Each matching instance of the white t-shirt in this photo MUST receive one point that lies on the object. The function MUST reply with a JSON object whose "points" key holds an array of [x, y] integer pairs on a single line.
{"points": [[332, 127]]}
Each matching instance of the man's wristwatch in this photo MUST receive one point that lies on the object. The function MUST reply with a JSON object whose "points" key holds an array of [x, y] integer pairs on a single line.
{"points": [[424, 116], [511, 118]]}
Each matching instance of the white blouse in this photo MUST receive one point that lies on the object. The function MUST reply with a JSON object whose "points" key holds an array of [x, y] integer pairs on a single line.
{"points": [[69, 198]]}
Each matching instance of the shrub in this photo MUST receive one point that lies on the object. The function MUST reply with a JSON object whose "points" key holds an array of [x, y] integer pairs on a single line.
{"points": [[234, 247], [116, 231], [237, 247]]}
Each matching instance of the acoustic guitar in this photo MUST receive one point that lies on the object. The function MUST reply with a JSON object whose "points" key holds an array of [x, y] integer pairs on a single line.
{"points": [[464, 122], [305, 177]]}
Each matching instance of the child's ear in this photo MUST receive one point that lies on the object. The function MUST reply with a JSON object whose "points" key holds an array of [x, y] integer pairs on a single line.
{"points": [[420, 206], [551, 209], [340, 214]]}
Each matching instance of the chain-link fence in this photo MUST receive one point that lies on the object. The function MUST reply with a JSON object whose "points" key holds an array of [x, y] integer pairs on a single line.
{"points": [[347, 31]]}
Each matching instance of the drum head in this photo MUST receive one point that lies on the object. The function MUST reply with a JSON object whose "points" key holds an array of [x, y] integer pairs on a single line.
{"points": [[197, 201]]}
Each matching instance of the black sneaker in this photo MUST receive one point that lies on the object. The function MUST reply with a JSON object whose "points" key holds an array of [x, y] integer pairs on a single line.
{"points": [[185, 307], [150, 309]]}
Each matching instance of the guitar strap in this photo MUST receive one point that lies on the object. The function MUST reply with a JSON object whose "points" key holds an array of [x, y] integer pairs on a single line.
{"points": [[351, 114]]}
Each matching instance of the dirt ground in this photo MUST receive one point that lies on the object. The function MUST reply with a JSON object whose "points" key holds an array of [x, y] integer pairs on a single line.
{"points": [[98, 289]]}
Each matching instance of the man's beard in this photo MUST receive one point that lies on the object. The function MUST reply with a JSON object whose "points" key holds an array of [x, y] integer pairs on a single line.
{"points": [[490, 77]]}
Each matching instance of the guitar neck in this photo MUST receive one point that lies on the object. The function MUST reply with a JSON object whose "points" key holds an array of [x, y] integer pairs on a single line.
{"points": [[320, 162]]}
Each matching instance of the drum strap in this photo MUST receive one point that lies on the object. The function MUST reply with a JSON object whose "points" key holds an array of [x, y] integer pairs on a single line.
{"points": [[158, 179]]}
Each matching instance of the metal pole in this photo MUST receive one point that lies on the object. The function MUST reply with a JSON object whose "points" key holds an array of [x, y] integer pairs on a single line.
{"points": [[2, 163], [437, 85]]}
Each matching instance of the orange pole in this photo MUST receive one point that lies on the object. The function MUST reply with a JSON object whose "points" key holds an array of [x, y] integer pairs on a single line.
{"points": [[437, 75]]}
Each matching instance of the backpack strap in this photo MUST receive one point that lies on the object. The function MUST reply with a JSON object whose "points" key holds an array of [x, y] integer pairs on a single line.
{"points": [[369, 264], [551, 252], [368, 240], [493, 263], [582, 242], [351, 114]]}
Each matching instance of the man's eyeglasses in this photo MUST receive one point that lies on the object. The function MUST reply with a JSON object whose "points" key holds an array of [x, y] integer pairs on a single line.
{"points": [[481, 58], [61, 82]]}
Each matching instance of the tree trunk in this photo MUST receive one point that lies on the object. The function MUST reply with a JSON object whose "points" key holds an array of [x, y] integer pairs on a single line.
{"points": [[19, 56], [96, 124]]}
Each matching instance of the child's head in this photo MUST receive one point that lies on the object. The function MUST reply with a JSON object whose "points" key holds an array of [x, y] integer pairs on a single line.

+ + + + + + +

### Your objective
Replace "integer pairs" with "whole-number pairs" wherever it appears in the lines above, and give all of them again with everything else left the same.

### Exercise response
Each matching instance of the white t-shirt in this photo MUST receive one point that lies on the object. The function MUST reply with a JSON object whose "points" key holds an array of [x, y] whole-number pairs on a single line.
{"points": [[332, 127]]}
Each matching instance of the man's wristwatch in this photo MUST receive one point that lies on the object. The function MUST reply with a JSON object whose "points" key holds an array of [x, y] whole-number pairs on a single line.
{"points": [[424, 116], [511, 118]]}
Each matching instance of the white blouse in this photo MUST receive one point that lies on the object. The function MUST reply with a JSON object whose "points" key holds an array of [x, y] whole-number pairs on a single line.
{"points": [[69, 198]]}
Each matching instance of the shrub in this photo MUST receive one point that lies on the object. The function MUST reply with a JSON object whose "points" key holds an array of [x, y] whole-number pairs on a single line.
{"points": [[234, 247], [116, 231], [237, 247]]}
Each matching instance of the acoustic guitar in this photo MUST receive one point that lies on the object. The function MUST reply with a JSON object whose "points" key holds an array of [x, y] whole-number pairs on a single line.
{"points": [[464, 122], [305, 177]]}
Each matching instance of the child's ear in this photo MUST receive one point that lies on the object. The function MUST reply with a JSON object whose "points" key holds an array of [x, y] whole-number pairs on a single line.
{"points": [[420, 206], [551, 209], [340, 214]]}
Each matching instance of the chain-link fence in this photo MUST receive one point that lies on the object. The function MUST reply with a JSON object whose "points" key holds an array of [x, y] whole-number pairs on a single line.
{"points": [[347, 31]]}
Each matching instance of the drum head in this photo MUST receive one point that lies on the object. The function MUST reply with a JSON object whose "points" key holds an array of [x, y] whole-number pairs on a single line.
{"points": [[197, 201]]}
Each matching instance of the black sneaker in this photo MUST receive one point that lies on the object. The function MUST reply with a JSON object whose "points" key holds an array of [x, y] whole-number pairs on a single line.
{"points": [[185, 307], [150, 309]]}
Each matching instance of the guitar strap in this photo MUST receive one point that lies on the object. The function MUST reply with a JSON object whose "points" key holds an array of [x, y] whole-number pairs on a single line.
{"points": [[351, 114]]}
Each matching instance of the dirt ground in this photo MUST receive one point that lies on the object. The function MUST reply with a JSON object whose "points" key holds an array of [x, y] whole-number pairs on a single line.
{"points": [[98, 289]]}
Each matching instance of the man's beard in this photo MUST receive one point that lies on the object. The function MUST reply with a JSON object whose "points" key holds an array of [x, y] whole-number pairs on a single line.
{"points": [[490, 77]]}
Each matching instance of the guitar neck in this photo MUST receive one point that lies on the object. The function MUST reply with a JSON object whose "points" key holds an array of [x, y] whole-number pairs on a single line.
{"points": [[320, 162]]}
Each matching instance of the drum strap in this photo MUST receive one point that lies on the object. The function MUST reply with a JSON object whose "points" key holds an array of [x, y] whole-number pairs on a single line.
{"points": [[158, 179]]}
Each matching instance of the metal pole in this photo MUST receive one point that lies on the object. The function MUST reply with a JSON object whose "points" key holds an array of [x, y] whole-number pairs on a single line.
{"points": [[2, 163], [437, 85]]}
Each matching instance of the orange pole in this photo MUST receive one point that lies on the object. The function MUST reply with a JSON object whose "points" key holds an array of [x, y] whole-number pairs on a single line.
{"points": [[437, 75]]}
Each matching instance of the backpack strap in this photo MUST receive one point that lies on the object. The function MUST reply with a JSON object whose "points" key holds an array of [x, y] whole-number pairs on a single line.
{"points": [[369, 264], [551, 252], [368, 240], [493, 263], [582, 242], [351, 114]]}
Each matching instance of the man's eyeglasses in this photo MUST receive one point that lies on the object. The function MUST reply with a JSON object whose "points" key holds an array of [x, y] whole-number pairs on a single line.
{"points": [[481, 58], [61, 82]]}
Each matching instance of the tree trunk in this photo MUST receive one point that lies on the object. The function MUST reply with a JSON object whose "points" key holds an array of [x, y] whole-number pairs on a single line.
{"points": [[19, 56], [96, 124]]}
Each matching instance of the child's head in this photo MUST receive one point that lies on the object. The function MUST reply with a JSON object whose "points" key holds an array of [x, y] whole-number pairs on a single line.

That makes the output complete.